DIRECTIONS: Count the lines in the records below that contain the string "strap" with case taken into account, and reply with the number alone.
--
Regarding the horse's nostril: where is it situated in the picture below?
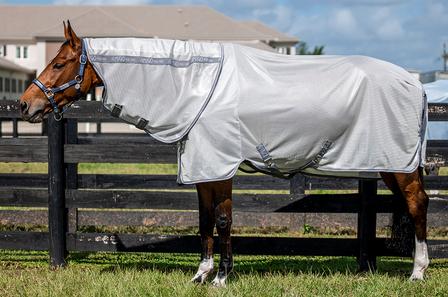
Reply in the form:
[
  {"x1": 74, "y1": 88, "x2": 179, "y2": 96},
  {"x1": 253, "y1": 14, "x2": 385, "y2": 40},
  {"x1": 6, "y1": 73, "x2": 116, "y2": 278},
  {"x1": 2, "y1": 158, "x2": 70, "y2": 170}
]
[{"x1": 20, "y1": 101, "x2": 28, "y2": 113}]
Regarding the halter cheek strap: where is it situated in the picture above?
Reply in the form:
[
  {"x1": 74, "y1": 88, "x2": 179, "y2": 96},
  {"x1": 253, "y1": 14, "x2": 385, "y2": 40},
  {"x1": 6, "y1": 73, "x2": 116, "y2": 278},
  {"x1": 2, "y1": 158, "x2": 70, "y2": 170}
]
[{"x1": 33, "y1": 40, "x2": 87, "y2": 121}]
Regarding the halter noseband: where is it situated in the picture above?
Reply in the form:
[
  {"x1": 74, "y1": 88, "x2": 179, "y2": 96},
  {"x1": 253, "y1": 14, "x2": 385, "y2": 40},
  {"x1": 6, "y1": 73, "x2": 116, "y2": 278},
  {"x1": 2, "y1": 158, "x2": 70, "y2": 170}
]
[{"x1": 33, "y1": 40, "x2": 87, "y2": 121}]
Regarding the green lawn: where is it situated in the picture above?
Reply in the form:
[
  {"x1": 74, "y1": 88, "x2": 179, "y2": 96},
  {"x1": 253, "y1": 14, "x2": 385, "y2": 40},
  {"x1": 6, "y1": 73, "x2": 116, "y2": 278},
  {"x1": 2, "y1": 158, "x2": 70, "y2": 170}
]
[{"x1": 0, "y1": 251, "x2": 448, "y2": 297}]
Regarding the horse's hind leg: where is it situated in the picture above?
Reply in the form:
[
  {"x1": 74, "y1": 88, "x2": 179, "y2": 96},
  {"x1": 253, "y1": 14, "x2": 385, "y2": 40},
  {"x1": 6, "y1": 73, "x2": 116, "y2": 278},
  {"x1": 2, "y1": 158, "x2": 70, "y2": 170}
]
[
  {"x1": 212, "y1": 179, "x2": 233, "y2": 287},
  {"x1": 191, "y1": 183, "x2": 215, "y2": 283},
  {"x1": 192, "y1": 179, "x2": 233, "y2": 286},
  {"x1": 384, "y1": 169, "x2": 429, "y2": 280}
]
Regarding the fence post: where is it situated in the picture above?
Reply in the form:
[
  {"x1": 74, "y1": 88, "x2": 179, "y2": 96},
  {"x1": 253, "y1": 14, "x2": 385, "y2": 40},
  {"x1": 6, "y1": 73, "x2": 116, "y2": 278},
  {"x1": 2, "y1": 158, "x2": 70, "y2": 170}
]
[
  {"x1": 65, "y1": 119, "x2": 78, "y2": 233},
  {"x1": 358, "y1": 180, "x2": 377, "y2": 271},
  {"x1": 47, "y1": 114, "x2": 68, "y2": 268},
  {"x1": 12, "y1": 118, "x2": 19, "y2": 138}
]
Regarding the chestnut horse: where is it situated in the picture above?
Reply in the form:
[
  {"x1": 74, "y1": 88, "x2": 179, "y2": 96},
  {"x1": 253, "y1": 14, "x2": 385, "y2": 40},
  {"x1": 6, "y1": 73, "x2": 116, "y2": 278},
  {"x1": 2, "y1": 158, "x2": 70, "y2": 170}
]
[{"x1": 20, "y1": 23, "x2": 429, "y2": 286}]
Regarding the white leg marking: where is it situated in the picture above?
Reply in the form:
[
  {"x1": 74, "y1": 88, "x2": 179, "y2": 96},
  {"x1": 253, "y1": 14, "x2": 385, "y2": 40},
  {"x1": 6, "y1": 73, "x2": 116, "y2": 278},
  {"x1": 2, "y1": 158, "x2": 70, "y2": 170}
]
[
  {"x1": 410, "y1": 237, "x2": 429, "y2": 281},
  {"x1": 191, "y1": 257, "x2": 213, "y2": 284},
  {"x1": 212, "y1": 272, "x2": 227, "y2": 288}
]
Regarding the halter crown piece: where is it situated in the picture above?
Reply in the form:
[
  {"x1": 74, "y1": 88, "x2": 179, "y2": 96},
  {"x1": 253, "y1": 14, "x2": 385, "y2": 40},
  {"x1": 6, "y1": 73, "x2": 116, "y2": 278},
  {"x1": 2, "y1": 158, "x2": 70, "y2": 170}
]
[{"x1": 33, "y1": 40, "x2": 87, "y2": 121}]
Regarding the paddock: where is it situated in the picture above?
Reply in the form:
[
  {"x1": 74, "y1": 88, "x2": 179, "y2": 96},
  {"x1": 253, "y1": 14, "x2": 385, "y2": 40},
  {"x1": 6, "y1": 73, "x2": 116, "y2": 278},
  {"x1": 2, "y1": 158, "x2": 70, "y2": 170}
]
[{"x1": 0, "y1": 100, "x2": 448, "y2": 270}]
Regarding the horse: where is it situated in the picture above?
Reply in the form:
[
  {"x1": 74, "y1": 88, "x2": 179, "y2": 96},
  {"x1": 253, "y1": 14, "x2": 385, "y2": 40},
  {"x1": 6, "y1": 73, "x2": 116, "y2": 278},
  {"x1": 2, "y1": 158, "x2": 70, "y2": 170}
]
[{"x1": 19, "y1": 22, "x2": 429, "y2": 286}]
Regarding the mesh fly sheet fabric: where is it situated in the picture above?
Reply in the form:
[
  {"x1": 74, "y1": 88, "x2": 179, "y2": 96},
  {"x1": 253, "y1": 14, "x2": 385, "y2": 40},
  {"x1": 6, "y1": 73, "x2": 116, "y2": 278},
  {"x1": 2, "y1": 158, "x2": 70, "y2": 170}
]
[{"x1": 84, "y1": 38, "x2": 427, "y2": 184}]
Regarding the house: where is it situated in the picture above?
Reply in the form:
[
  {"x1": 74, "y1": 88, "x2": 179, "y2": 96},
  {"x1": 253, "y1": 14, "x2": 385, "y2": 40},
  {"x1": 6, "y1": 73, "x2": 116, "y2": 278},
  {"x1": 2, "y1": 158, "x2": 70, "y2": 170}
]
[
  {"x1": 0, "y1": 58, "x2": 34, "y2": 99},
  {"x1": 0, "y1": 5, "x2": 298, "y2": 73}
]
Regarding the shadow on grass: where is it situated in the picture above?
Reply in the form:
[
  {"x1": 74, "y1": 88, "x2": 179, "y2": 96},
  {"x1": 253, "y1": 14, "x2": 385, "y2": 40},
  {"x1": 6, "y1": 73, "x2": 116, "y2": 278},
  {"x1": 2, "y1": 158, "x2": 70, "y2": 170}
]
[
  {"x1": 0, "y1": 251, "x2": 416, "y2": 278},
  {"x1": 96, "y1": 255, "x2": 412, "y2": 278}
]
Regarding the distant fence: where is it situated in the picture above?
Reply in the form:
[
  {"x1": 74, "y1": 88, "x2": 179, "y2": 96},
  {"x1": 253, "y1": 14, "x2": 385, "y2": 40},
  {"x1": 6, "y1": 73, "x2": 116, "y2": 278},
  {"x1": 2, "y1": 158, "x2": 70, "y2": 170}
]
[{"x1": 0, "y1": 101, "x2": 448, "y2": 269}]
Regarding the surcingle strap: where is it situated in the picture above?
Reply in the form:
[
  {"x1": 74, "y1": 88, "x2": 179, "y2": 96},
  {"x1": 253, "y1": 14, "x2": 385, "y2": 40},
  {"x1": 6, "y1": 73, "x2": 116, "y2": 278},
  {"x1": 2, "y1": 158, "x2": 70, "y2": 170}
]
[
  {"x1": 135, "y1": 118, "x2": 148, "y2": 130},
  {"x1": 256, "y1": 143, "x2": 292, "y2": 178},
  {"x1": 112, "y1": 104, "x2": 123, "y2": 118},
  {"x1": 256, "y1": 143, "x2": 277, "y2": 168}
]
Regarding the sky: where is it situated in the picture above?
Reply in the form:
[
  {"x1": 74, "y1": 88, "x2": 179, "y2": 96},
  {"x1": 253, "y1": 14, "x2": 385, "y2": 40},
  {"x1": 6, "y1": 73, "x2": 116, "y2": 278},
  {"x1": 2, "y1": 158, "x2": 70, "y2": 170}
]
[{"x1": 0, "y1": 0, "x2": 448, "y2": 71}]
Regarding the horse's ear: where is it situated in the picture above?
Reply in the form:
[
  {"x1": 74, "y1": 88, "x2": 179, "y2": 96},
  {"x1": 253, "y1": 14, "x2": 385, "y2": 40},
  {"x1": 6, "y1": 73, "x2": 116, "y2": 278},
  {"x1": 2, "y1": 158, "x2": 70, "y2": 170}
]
[{"x1": 64, "y1": 20, "x2": 81, "y2": 48}]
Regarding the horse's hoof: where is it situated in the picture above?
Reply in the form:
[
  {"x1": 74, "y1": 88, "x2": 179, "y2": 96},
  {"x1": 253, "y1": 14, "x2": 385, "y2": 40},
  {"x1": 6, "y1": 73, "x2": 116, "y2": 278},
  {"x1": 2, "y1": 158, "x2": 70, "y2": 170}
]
[
  {"x1": 191, "y1": 270, "x2": 213, "y2": 284},
  {"x1": 212, "y1": 273, "x2": 227, "y2": 288},
  {"x1": 409, "y1": 271, "x2": 424, "y2": 282}
]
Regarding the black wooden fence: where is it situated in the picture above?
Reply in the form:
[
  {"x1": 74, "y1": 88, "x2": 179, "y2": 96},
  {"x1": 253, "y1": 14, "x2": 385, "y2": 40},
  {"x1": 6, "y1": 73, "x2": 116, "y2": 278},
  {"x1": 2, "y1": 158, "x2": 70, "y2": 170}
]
[{"x1": 0, "y1": 101, "x2": 448, "y2": 270}]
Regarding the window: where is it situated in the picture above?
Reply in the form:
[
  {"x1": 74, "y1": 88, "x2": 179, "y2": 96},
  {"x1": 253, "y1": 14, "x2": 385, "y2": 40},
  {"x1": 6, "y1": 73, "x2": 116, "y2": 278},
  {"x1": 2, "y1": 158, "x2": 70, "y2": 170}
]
[
  {"x1": 19, "y1": 79, "x2": 23, "y2": 93},
  {"x1": 5, "y1": 78, "x2": 10, "y2": 93},
  {"x1": 11, "y1": 78, "x2": 17, "y2": 93}
]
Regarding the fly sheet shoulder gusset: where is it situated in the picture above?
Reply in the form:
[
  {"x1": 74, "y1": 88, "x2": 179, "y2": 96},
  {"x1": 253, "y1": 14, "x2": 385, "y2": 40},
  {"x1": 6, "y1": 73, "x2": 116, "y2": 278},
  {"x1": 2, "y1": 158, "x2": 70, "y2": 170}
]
[{"x1": 84, "y1": 38, "x2": 223, "y2": 143}]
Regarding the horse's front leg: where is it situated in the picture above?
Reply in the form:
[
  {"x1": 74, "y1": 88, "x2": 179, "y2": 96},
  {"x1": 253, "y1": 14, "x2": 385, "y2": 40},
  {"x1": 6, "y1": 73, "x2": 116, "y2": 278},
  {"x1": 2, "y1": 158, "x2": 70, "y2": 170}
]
[
  {"x1": 191, "y1": 183, "x2": 215, "y2": 284},
  {"x1": 212, "y1": 179, "x2": 233, "y2": 287}
]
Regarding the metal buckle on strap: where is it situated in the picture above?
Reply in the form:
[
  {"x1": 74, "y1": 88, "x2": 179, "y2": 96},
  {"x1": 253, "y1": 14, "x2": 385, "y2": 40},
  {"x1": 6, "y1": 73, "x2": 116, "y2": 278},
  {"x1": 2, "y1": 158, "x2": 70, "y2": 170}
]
[
  {"x1": 256, "y1": 143, "x2": 276, "y2": 168},
  {"x1": 44, "y1": 89, "x2": 54, "y2": 98},
  {"x1": 112, "y1": 104, "x2": 123, "y2": 118},
  {"x1": 135, "y1": 118, "x2": 148, "y2": 130},
  {"x1": 79, "y1": 54, "x2": 87, "y2": 65}
]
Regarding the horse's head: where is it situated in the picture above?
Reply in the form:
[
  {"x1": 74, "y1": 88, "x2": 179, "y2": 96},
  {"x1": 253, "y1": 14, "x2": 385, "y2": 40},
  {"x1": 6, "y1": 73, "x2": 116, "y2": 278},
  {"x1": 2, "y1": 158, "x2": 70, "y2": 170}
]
[{"x1": 20, "y1": 22, "x2": 101, "y2": 123}]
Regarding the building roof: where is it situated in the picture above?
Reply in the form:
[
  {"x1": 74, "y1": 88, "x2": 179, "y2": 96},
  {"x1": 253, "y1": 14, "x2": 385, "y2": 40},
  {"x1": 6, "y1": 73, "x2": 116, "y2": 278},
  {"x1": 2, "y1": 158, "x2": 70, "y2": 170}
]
[
  {"x1": 0, "y1": 5, "x2": 286, "y2": 42},
  {"x1": 0, "y1": 58, "x2": 34, "y2": 74},
  {"x1": 240, "y1": 21, "x2": 299, "y2": 43}
]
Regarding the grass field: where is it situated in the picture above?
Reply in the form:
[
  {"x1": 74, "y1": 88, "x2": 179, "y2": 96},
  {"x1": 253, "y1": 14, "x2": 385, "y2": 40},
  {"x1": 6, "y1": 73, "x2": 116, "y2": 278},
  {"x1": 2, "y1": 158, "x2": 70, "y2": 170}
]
[
  {"x1": 0, "y1": 163, "x2": 448, "y2": 297},
  {"x1": 0, "y1": 251, "x2": 448, "y2": 297}
]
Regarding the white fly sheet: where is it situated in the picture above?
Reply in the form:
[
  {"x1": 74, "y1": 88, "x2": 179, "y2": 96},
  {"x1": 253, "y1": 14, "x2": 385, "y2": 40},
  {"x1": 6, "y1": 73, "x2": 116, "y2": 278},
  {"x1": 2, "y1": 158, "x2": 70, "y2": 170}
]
[{"x1": 84, "y1": 38, "x2": 427, "y2": 184}]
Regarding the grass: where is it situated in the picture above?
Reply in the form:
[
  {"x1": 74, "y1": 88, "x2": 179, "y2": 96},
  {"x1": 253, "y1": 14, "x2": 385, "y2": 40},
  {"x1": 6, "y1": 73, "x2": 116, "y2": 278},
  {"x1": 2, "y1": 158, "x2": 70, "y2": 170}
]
[{"x1": 0, "y1": 251, "x2": 448, "y2": 297}]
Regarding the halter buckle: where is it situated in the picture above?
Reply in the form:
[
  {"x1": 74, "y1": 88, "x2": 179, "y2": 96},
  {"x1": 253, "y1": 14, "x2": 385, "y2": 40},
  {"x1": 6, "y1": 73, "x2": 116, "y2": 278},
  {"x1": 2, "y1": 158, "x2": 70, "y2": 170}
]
[
  {"x1": 79, "y1": 54, "x2": 87, "y2": 65},
  {"x1": 53, "y1": 112, "x2": 63, "y2": 122},
  {"x1": 44, "y1": 89, "x2": 54, "y2": 98}
]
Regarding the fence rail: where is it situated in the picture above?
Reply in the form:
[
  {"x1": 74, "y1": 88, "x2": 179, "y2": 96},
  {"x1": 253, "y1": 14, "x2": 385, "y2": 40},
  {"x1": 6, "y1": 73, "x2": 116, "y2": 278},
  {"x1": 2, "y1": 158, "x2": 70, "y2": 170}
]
[{"x1": 0, "y1": 101, "x2": 448, "y2": 269}]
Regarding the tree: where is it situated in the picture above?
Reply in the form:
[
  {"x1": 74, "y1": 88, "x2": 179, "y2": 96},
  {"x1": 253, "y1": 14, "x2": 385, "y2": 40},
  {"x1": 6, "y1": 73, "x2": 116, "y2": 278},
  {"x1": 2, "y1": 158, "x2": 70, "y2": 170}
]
[{"x1": 296, "y1": 41, "x2": 325, "y2": 55}]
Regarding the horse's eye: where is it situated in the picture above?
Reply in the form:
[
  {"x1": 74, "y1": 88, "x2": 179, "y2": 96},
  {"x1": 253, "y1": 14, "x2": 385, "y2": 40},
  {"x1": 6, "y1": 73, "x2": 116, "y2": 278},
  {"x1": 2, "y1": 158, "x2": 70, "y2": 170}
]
[{"x1": 53, "y1": 63, "x2": 65, "y2": 69}]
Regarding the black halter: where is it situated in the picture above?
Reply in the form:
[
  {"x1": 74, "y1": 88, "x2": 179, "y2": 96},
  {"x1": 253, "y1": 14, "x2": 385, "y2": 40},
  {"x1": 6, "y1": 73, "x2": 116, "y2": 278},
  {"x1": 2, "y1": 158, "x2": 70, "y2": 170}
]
[{"x1": 33, "y1": 40, "x2": 87, "y2": 121}]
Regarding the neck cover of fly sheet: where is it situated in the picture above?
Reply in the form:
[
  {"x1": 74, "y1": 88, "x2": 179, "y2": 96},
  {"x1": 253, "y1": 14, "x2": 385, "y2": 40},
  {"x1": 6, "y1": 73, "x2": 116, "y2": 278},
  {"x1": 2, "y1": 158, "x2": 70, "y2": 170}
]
[{"x1": 84, "y1": 38, "x2": 427, "y2": 184}]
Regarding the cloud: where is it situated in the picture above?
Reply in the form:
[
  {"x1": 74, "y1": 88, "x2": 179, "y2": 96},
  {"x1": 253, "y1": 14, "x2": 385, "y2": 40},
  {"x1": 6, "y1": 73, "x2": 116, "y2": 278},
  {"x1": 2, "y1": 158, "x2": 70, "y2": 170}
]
[{"x1": 42, "y1": 0, "x2": 448, "y2": 70}]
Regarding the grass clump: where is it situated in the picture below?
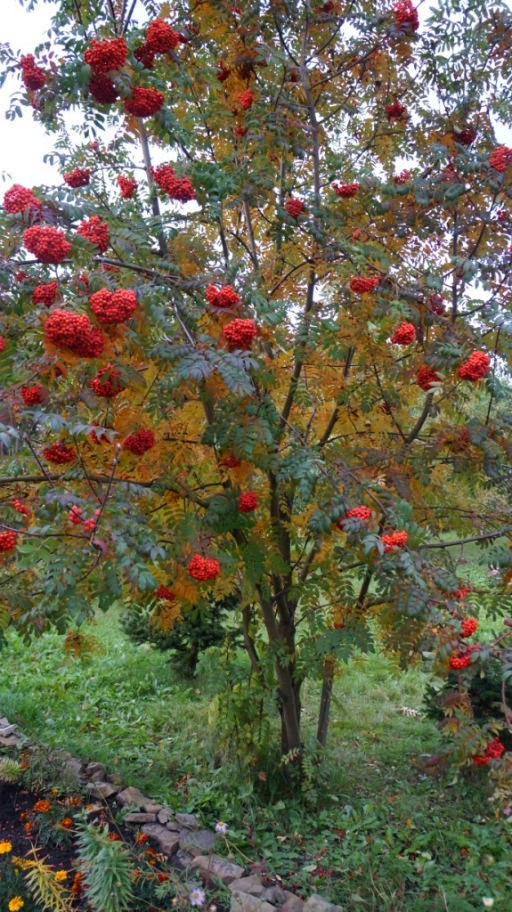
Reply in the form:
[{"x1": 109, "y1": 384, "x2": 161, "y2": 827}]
[{"x1": 0, "y1": 615, "x2": 512, "y2": 912}]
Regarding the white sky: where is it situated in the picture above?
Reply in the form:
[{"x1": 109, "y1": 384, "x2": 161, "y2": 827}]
[
  {"x1": 0, "y1": 0, "x2": 59, "y2": 187},
  {"x1": 0, "y1": 0, "x2": 512, "y2": 194}
]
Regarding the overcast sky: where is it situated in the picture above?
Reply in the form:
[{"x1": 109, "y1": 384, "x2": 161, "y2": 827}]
[
  {"x1": 0, "y1": 0, "x2": 512, "y2": 193},
  {"x1": 0, "y1": 0, "x2": 58, "y2": 191}
]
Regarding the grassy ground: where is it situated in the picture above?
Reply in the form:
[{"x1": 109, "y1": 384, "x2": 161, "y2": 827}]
[{"x1": 0, "y1": 615, "x2": 512, "y2": 912}]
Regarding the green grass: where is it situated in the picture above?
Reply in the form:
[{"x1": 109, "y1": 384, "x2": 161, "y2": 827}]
[{"x1": 0, "y1": 613, "x2": 512, "y2": 912}]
--
RESPONSE: 3